Data —
-------
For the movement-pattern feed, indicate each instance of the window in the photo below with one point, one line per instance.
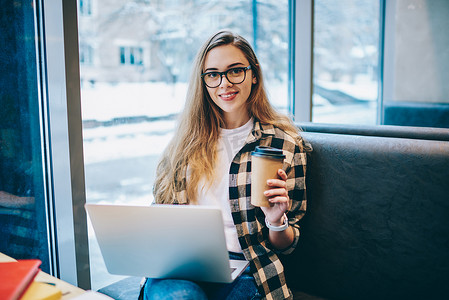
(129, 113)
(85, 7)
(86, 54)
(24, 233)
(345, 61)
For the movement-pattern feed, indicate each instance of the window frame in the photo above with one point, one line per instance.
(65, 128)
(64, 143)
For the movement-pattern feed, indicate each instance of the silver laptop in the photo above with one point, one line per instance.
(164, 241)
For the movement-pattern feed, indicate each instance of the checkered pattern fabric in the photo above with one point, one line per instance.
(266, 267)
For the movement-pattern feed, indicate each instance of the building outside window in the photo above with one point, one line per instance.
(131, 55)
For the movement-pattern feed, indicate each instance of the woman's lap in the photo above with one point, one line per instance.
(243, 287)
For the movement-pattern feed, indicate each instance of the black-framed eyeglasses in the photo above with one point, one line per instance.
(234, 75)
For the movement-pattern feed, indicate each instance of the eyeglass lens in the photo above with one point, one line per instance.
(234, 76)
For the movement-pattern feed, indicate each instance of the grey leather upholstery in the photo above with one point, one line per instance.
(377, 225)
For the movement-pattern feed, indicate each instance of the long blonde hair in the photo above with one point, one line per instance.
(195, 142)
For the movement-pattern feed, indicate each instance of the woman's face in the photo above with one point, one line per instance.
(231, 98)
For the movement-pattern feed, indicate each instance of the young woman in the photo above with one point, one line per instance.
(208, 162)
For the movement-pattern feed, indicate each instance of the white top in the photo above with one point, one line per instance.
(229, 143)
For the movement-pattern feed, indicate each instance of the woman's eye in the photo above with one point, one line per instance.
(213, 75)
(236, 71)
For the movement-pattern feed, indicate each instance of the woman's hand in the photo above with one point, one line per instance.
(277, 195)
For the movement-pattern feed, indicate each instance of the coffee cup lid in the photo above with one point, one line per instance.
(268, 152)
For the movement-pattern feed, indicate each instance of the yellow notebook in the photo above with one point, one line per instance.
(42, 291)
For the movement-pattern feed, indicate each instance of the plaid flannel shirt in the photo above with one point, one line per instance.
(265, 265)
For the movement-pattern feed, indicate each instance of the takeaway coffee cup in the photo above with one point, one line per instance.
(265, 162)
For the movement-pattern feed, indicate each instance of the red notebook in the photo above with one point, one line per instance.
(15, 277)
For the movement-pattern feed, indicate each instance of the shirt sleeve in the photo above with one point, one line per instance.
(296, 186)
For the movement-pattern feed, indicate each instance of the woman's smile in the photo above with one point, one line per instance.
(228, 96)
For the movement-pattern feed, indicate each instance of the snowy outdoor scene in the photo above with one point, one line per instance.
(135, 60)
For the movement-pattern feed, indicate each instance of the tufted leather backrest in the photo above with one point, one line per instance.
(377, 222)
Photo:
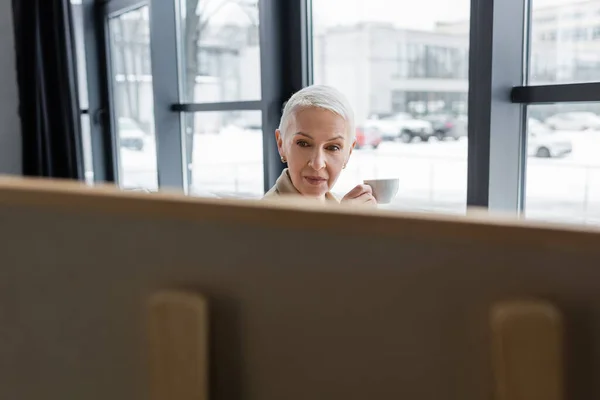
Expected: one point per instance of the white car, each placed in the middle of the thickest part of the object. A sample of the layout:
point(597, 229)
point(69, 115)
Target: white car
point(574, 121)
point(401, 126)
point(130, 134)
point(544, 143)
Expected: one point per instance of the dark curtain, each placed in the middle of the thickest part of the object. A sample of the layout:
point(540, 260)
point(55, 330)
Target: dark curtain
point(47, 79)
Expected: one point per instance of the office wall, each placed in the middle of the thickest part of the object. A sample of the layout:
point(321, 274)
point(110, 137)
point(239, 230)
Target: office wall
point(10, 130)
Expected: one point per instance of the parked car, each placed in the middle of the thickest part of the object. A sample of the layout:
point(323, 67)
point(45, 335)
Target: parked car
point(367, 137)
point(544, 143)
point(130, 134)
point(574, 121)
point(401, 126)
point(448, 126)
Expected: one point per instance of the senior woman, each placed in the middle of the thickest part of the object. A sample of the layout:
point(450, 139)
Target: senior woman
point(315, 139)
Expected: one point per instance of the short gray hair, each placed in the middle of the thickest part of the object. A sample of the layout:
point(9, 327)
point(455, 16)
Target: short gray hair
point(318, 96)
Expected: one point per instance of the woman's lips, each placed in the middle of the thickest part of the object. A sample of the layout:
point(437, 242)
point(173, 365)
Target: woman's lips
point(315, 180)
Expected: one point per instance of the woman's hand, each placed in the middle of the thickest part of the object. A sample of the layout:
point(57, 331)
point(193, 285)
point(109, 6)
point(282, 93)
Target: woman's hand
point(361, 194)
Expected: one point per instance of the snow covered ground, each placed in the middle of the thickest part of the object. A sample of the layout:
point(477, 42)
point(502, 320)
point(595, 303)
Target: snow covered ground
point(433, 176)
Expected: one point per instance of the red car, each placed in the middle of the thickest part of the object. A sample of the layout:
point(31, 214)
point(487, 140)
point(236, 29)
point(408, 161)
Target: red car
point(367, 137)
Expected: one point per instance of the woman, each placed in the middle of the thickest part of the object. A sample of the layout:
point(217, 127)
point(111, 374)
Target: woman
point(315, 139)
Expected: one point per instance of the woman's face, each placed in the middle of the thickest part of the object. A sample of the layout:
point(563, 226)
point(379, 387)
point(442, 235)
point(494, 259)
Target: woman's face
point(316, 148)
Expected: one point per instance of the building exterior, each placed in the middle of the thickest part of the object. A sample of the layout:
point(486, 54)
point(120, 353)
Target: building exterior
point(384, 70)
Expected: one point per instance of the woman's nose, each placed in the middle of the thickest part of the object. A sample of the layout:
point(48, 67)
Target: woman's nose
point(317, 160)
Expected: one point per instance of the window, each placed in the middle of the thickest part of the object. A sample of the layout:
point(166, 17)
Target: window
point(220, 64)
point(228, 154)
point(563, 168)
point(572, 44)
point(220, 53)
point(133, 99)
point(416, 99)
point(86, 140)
-------
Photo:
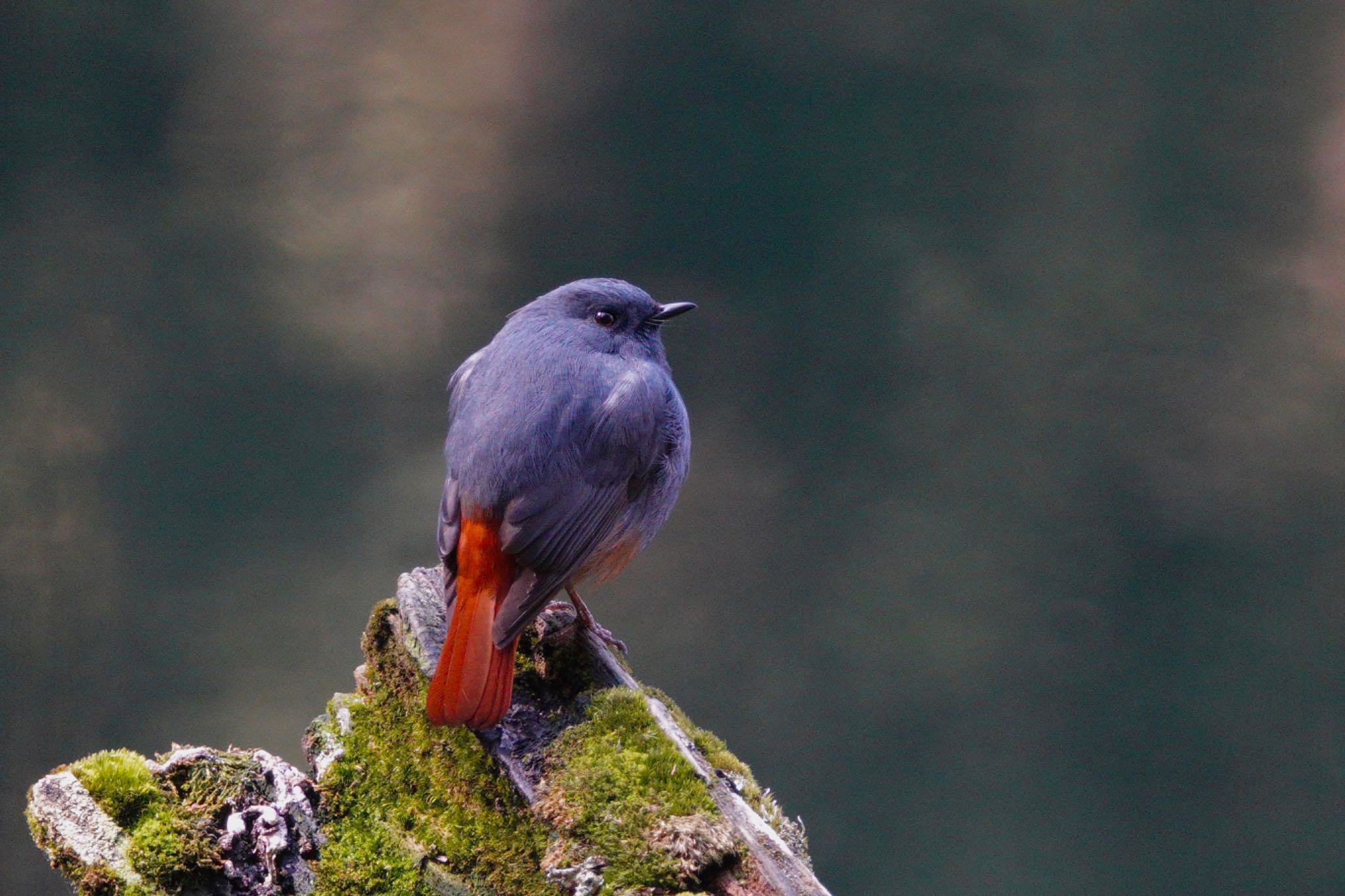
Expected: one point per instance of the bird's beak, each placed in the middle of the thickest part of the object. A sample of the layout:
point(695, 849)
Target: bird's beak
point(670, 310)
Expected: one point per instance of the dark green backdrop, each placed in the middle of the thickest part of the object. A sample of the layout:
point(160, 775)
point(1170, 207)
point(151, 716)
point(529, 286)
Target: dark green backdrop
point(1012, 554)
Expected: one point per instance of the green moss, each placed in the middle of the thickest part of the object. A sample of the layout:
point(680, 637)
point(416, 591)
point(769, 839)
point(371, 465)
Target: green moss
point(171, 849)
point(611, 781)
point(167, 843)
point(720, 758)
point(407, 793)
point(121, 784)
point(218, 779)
-------
Problem requirements — Find each line in the material above that contains the string "notebook" and copy those lines in full. Case counts.

Output —
For the movement-pattern feed, indicate each instance of the yellow notebook in the photo above with one point, one line per instance.
For the movement-pattern feed, indicate each instance of the red notebook in the photo above with one point, one line per instance.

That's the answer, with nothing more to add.